Directions for this task> Extract, exactly as written, all lines of the material below from the line that includes "Guideline: put one point on each instance of the red patterned" through its last line.

[Dataset items]

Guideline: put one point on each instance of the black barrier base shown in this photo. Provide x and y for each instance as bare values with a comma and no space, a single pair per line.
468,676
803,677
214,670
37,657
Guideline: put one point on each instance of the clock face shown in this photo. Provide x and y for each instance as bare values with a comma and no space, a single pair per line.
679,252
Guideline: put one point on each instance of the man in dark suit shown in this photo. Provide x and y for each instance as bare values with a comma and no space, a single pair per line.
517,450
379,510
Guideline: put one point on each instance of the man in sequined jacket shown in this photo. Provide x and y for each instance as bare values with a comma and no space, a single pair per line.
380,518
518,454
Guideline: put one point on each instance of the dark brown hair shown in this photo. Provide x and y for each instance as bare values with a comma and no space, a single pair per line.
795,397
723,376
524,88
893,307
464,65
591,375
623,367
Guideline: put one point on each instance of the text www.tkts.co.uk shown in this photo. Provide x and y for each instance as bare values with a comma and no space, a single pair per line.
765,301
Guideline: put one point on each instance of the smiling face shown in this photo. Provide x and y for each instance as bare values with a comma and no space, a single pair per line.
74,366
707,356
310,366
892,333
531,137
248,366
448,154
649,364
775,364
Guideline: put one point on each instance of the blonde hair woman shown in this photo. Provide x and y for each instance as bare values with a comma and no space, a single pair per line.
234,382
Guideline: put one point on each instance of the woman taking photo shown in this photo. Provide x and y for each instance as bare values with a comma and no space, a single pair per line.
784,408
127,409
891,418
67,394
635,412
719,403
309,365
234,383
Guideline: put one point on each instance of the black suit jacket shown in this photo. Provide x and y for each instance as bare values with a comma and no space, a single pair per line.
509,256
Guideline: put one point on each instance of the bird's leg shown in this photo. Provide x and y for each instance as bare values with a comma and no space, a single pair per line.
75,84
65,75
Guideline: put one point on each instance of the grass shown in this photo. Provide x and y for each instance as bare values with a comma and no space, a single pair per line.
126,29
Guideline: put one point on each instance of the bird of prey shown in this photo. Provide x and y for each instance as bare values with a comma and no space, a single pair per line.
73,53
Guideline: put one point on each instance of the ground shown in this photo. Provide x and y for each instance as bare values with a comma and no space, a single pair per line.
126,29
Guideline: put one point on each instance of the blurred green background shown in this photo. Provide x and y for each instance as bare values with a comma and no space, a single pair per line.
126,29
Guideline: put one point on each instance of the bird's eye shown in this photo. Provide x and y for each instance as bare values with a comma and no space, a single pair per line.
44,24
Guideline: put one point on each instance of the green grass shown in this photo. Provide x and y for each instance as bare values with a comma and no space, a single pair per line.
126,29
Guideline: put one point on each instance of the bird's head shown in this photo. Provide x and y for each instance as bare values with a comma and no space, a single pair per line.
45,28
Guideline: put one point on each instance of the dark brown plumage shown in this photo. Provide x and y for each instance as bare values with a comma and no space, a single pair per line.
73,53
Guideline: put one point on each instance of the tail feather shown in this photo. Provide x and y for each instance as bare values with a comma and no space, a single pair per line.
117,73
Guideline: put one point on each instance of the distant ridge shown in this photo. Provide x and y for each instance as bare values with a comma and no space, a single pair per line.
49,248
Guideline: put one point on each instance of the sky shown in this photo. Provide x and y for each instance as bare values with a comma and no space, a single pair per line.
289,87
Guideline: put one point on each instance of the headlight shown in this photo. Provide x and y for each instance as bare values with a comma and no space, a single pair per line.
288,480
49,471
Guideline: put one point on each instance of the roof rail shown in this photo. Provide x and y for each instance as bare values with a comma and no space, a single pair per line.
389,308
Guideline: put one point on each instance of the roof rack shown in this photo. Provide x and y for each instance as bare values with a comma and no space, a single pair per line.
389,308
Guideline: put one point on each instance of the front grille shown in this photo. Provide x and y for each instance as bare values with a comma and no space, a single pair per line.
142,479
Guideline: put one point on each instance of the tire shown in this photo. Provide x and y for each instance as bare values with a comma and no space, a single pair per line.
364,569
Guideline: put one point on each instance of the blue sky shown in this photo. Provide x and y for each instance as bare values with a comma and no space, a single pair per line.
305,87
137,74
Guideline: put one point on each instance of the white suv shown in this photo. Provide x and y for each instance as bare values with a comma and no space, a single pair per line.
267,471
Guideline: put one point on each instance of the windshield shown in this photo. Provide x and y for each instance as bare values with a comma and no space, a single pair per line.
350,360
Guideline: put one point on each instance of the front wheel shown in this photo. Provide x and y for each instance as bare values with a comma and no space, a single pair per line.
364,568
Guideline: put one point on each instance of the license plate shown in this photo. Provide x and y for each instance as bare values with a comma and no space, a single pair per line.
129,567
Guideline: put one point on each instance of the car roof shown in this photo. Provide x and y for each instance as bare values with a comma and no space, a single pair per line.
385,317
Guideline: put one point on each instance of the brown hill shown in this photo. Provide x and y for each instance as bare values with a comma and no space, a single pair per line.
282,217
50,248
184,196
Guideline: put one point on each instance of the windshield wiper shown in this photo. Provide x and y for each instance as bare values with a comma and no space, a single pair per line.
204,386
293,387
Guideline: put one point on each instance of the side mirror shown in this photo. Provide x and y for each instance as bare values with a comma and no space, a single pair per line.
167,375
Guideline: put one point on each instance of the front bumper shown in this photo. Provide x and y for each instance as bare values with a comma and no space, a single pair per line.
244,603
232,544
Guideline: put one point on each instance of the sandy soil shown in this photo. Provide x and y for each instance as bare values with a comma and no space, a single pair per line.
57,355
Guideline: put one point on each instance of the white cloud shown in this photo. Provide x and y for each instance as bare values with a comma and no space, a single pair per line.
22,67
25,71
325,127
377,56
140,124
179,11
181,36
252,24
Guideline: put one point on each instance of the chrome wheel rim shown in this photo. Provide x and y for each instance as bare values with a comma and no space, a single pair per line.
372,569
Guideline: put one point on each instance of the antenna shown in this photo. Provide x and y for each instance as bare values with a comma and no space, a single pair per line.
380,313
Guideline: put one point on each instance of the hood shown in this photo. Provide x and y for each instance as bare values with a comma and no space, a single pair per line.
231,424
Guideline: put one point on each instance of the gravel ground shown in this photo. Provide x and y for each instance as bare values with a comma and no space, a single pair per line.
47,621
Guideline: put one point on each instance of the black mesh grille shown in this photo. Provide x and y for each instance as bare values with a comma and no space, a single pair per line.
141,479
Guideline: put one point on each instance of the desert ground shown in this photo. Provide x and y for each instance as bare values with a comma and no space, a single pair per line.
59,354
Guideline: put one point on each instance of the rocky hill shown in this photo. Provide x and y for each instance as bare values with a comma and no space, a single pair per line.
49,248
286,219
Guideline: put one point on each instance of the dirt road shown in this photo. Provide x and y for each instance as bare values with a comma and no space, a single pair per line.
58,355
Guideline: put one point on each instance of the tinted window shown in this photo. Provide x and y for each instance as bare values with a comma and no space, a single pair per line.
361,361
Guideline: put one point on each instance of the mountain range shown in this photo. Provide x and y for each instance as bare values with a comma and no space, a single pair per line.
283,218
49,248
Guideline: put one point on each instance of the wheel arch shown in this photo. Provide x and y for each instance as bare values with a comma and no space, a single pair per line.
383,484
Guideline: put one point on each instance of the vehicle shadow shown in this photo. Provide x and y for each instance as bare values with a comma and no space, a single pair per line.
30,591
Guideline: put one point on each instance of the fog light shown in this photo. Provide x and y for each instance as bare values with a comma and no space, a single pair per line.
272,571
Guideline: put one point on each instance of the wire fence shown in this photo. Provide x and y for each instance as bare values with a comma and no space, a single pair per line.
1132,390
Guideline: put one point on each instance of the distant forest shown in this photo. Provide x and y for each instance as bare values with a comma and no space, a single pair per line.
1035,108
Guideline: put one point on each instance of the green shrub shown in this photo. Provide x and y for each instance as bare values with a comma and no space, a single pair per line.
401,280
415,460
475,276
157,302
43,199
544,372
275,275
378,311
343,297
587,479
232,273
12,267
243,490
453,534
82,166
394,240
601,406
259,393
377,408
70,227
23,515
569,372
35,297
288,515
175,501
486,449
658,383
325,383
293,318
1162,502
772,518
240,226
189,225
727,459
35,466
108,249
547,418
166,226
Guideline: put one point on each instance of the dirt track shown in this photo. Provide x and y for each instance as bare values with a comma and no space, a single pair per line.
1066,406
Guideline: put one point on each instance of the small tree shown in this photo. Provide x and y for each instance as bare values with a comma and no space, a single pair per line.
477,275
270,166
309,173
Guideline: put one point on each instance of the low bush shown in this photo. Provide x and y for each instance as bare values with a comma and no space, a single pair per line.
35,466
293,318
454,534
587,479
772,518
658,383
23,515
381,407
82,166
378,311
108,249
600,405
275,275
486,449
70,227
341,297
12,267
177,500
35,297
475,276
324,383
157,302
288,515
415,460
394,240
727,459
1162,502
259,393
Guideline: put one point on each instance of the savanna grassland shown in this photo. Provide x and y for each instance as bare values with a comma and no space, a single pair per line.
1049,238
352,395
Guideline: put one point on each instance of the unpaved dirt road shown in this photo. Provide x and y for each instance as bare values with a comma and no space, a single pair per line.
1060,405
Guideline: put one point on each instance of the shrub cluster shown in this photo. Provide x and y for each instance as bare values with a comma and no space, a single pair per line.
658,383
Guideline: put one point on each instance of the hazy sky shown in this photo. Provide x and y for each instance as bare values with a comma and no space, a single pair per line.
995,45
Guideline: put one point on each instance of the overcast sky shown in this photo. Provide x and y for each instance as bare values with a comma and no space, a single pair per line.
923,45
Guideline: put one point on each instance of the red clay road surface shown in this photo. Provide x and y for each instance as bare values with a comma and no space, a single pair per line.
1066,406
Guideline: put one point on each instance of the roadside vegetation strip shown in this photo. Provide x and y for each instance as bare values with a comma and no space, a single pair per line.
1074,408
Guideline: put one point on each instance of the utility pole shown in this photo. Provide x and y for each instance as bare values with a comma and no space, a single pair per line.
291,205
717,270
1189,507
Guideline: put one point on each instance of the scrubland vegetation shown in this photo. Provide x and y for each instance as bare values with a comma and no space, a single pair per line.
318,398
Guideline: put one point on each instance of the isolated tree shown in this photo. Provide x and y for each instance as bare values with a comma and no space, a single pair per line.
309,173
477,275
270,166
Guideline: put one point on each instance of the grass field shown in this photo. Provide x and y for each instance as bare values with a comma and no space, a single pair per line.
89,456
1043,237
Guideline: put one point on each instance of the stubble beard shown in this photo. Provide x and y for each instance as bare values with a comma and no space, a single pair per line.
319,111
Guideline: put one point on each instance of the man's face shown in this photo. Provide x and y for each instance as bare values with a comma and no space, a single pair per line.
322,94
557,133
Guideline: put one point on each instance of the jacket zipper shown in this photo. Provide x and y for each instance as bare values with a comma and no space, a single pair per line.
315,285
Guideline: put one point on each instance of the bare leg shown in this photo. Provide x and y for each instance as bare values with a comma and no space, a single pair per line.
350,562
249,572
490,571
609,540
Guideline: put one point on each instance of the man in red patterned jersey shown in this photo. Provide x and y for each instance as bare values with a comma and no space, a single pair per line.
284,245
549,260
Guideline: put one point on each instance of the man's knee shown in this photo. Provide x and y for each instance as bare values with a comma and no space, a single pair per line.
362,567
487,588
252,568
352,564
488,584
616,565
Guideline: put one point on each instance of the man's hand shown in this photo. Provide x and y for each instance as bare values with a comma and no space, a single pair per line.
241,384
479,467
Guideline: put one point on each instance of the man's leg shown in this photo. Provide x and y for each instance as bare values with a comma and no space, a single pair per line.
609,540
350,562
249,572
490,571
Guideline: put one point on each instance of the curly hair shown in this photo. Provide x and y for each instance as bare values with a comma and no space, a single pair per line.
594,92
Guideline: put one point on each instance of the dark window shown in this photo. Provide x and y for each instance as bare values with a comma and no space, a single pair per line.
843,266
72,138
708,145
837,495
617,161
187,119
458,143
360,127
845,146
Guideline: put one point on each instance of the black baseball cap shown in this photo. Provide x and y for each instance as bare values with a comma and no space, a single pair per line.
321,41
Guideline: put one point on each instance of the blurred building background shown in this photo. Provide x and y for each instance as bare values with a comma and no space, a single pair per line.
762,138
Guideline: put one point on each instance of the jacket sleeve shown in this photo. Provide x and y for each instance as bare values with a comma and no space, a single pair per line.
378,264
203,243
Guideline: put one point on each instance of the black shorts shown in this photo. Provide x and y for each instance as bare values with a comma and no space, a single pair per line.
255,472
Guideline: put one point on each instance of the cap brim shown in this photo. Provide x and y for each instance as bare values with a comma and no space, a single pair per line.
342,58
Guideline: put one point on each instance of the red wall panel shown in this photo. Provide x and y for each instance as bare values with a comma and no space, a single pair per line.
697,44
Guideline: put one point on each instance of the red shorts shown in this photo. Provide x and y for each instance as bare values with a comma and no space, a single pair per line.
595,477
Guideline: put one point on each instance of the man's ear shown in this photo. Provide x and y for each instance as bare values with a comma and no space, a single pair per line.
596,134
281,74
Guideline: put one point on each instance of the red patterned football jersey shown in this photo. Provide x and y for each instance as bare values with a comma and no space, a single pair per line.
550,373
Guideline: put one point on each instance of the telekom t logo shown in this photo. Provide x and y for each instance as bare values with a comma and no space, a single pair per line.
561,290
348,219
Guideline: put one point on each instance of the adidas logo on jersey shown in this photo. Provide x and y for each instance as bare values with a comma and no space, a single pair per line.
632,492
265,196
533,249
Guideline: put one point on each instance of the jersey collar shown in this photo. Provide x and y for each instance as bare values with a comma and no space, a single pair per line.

Task output>
Guideline: put one point on each instance of the red patterned football jersey shown in this photo. Provide x and y for each instance as bare values with a comma and no space, a single pair per line.
550,373
Guideline: put one point on each instance of the telekom t logo shown in this photo. Provide x and y for each instance as bare values with a comma and no space, a single pair per line.
561,290
348,219
Guideline: put one point on each instance of the adidas logo on jersey shown in this photo. Provide x and y for each instance as bare values with a comma and no space, a single pair per line.
632,492
265,196
533,249
Guideline: put one point on each instance of the jersey collar shown in this photo. Provide x and y for each instance as bare values with a comma and no space, a single pair per line.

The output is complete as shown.